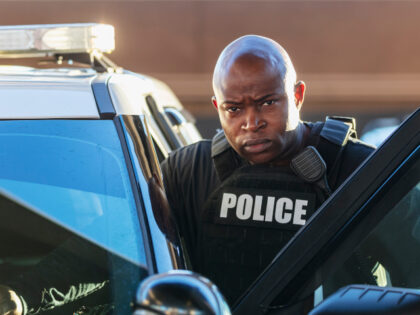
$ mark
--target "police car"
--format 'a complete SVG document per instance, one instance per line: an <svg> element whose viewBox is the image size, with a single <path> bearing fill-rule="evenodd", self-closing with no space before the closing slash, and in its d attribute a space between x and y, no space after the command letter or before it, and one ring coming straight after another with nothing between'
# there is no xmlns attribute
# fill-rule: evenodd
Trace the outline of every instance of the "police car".
<svg viewBox="0 0 420 315"><path fill-rule="evenodd" d="M159 161L200 135L162 82L104 56L112 38L96 24L0 29L1 57L54 60L0 69L0 294L27 314L228 314L209 280L174 271L187 266ZM234 314L419 312L419 125L417 110Z"/></svg>
<svg viewBox="0 0 420 315"><path fill-rule="evenodd" d="M110 25L0 28L12 63L0 66L0 313L13 291L25 314L130 314L153 274L224 312L208 280L162 278L186 265L159 162L201 136L163 82L119 68L113 49ZM13 65L25 57L41 68Z"/></svg>

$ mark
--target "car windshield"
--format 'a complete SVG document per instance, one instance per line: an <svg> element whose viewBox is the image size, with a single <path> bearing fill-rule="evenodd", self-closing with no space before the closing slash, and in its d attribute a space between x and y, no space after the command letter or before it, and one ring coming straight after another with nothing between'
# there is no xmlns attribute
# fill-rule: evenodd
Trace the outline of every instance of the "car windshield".
<svg viewBox="0 0 420 315"><path fill-rule="evenodd" d="M146 264L112 120L3 121L0 190L91 242Z"/></svg>

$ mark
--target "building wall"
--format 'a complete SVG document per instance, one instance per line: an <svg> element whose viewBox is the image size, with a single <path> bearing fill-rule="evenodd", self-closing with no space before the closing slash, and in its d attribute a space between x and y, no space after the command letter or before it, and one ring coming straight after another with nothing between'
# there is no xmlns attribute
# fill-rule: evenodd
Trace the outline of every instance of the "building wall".
<svg viewBox="0 0 420 315"><path fill-rule="evenodd" d="M0 0L3 25L113 24L111 59L167 82L203 122L216 120L218 54L250 33L291 55L308 85L304 118L404 115L420 99L419 16L413 0Z"/></svg>

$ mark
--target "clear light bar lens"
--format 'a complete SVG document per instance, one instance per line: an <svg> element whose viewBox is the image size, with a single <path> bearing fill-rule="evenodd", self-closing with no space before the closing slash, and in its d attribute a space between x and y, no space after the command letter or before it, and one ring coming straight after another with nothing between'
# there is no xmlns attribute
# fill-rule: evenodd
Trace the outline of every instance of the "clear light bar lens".
<svg viewBox="0 0 420 315"><path fill-rule="evenodd" d="M31 34L27 32L5 30L0 35L0 50L30 49L33 46Z"/></svg>
<svg viewBox="0 0 420 315"><path fill-rule="evenodd" d="M110 53L114 48L114 27L107 24L0 26L0 57Z"/></svg>

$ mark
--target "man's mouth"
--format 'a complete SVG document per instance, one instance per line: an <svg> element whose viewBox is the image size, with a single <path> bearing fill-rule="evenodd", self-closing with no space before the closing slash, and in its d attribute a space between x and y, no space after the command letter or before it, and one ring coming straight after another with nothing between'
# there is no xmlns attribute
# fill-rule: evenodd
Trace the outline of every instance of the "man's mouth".
<svg viewBox="0 0 420 315"><path fill-rule="evenodd" d="M261 153L271 146L268 139L248 139L243 142L243 149L247 153Z"/></svg>

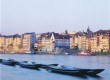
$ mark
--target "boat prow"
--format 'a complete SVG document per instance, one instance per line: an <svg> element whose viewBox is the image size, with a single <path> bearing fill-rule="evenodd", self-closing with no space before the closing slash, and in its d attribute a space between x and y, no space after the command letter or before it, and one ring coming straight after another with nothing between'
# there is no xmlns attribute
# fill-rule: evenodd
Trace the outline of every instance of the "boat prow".
<svg viewBox="0 0 110 80"><path fill-rule="evenodd" d="M13 59L9 59L9 60L2 59L2 63L5 65L15 66L17 61L15 61Z"/></svg>
<svg viewBox="0 0 110 80"><path fill-rule="evenodd" d="M87 75L97 75L104 70L105 69L90 69L90 70L88 70Z"/></svg>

☆ ☆ ☆ ☆

Work order: Please write out all the data word for word, but keep every picture out.

Answer section:
$ mark
--target "police car"
--format 'a complete SVG document per instance, one instance per line: an <svg> element whose viewBox is the image size, with a single <path> bearing fill-rule="evenodd", self-closing with no space before the closing slash, and in its d attribute a space between x and y, no space after the command letter or before it, and one ring coming straight after another with nothing between'
# there is no xmlns attribute
# fill-rule: evenodd
Trace the outline of every instance of the "police car".
<svg viewBox="0 0 420 315"><path fill-rule="evenodd" d="M159 161L200 135L162 82L104 56L112 38L96 24L0 29L1 57L54 60L0 69L0 294L27 314L228 314L209 280L174 271L187 266ZM234 314L419 312L419 125L417 110Z"/></svg>
<svg viewBox="0 0 420 315"><path fill-rule="evenodd" d="M110 25L0 28L12 63L0 66L0 313L13 291L25 314L130 314L153 274L224 312L208 280L162 278L186 265L159 162L201 136L163 82L119 68L113 49ZM13 65L25 57L41 68Z"/></svg>

$ mark
--target "car windshield"
--format 'a complete SVG document per instance, one instance per line: an <svg> element whose viewBox is the image size, with a single <path> bearing fill-rule="evenodd", self-closing with no space before the closing slash, and in its d attribute a space between x and y, no space after the command letter or before it, and one ring coming straight after another with nothing between'
# there is no xmlns attribute
# fill-rule: evenodd
Trace the outline of every instance of the "car windshield".
<svg viewBox="0 0 420 315"><path fill-rule="evenodd" d="M146 264L112 120L3 121L0 190L91 242Z"/></svg>

$ mark
--target "building wall"
--format 'a complete SVG document per instance, one instance per line: an <svg> element whose viewBox is the image size, with a single <path> bearing fill-rule="evenodd", self-closing with no space before the closing slash, and in its d attribute a space between x and y, no space after the command letter or before it, and one ring coming straight after another with nothing between'
# there is no xmlns attribute
# fill-rule: evenodd
Trace the outline of every instance of the "building wall".
<svg viewBox="0 0 420 315"><path fill-rule="evenodd" d="M0 0L3 25L113 24L111 59L167 82L203 122L216 120L218 54L250 33L291 55L308 85L304 118L404 115L420 99L419 16L413 0Z"/></svg>

$ mark
--target "clear light bar lens"
--format 'a complete SVG document per instance, one instance per line: an <svg> element whose viewBox is the image size, with a single <path> bearing fill-rule="evenodd", self-closing with no space before the closing slash, and in its d attribute a space between x and y, no space after the command letter or before it, and one ring coming straight after another with nothing between'
# there is no xmlns attribute
# fill-rule: evenodd
Trace the outline of every instance of the "clear light bar lens".
<svg viewBox="0 0 420 315"><path fill-rule="evenodd" d="M31 34L27 32L5 30L0 35L0 50L30 49L33 46Z"/></svg>
<svg viewBox="0 0 420 315"><path fill-rule="evenodd" d="M110 53L114 48L114 27L107 24L0 26L0 57Z"/></svg>

$ mark
--target "man's mouth"
--format 'a complete SVG document per instance, one instance per line: an <svg> element whose viewBox is the image size, with a single <path> bearing fill-rule="evenodd", self-closing with no space before the closing slash, and in its d attribute a space between x and y, no space after the command letter or before it, and one ring coming straight after another with nothing between'
# there is no xmlns attribute
# fill-rule: evenodd
Trace the outline of every instance of the "man's mouth".
<svg viewBox="0 0 420 315"><path fill-rule="evenodd" d="M261 153L271 146L268 139L248 139L243 142L243 149L247 153Z"/></svg>

$ mark
--target "boat prow"
--format 'a complete SVG document per instance, one instance per line: an <svg> element whose viewBox is the image size, with a single <path> bearing fill-rule="evenodd", self-closing with no space before the closing slash, and in its d attribute a space between x and y, no space after the command letter or before it, and one ring coming straight after another with nothing between'
# there is no xmlns attribute
# fill-rule: evenodd
Trace the outline of every instance of the "boat prow".
<svg viewBox="0 0 110 80"><path fill-rule="evenodd" d="M13 59L9 59L9 60L2 59L2 63L5 65L15 66L17 61L15 61Z"/></svg>
<svg viewBox="0 0 110 80"><path fill-rule="evenodd" d="M87 75L97 75L104 70L105 69L90 69L90 70L88 70Z"/></svg>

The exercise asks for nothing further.